Segment Start: GIVEN DATA
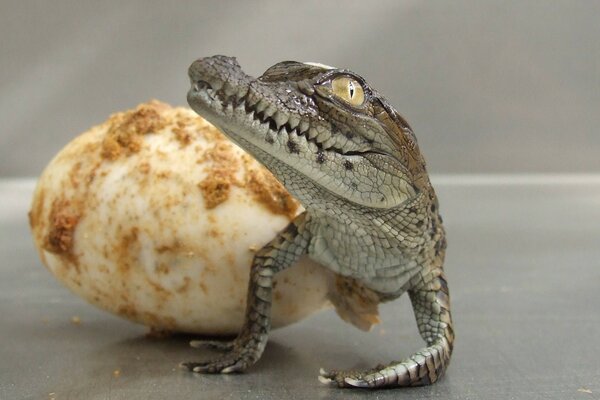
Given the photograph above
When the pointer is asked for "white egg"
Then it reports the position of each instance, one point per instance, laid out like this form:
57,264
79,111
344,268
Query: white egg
155,216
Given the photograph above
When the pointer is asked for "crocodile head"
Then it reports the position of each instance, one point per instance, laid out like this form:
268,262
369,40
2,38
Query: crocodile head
313,125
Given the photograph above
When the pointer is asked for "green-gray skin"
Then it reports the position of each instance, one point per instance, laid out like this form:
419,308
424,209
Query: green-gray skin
371,212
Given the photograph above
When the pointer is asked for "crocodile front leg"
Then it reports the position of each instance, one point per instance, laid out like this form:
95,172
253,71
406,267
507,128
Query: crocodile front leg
431,304
248,347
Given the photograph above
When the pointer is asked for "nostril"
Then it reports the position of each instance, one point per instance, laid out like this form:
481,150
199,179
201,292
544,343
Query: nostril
201,85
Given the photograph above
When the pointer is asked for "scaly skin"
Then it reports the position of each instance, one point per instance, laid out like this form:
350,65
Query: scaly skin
371,213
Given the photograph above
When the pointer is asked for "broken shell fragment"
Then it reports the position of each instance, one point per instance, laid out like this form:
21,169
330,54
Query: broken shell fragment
155,216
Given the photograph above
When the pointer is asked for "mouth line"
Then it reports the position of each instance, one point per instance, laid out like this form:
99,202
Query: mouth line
264,112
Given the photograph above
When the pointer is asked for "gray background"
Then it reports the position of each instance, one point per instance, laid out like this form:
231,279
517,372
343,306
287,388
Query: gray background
488,86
Segment End: GIVEN DATA
**TASK STATEMENT**
Work through the data line by line and state how many lines have the string "pointer"; add nothing else.

**EXERCISE RESPONSE**
9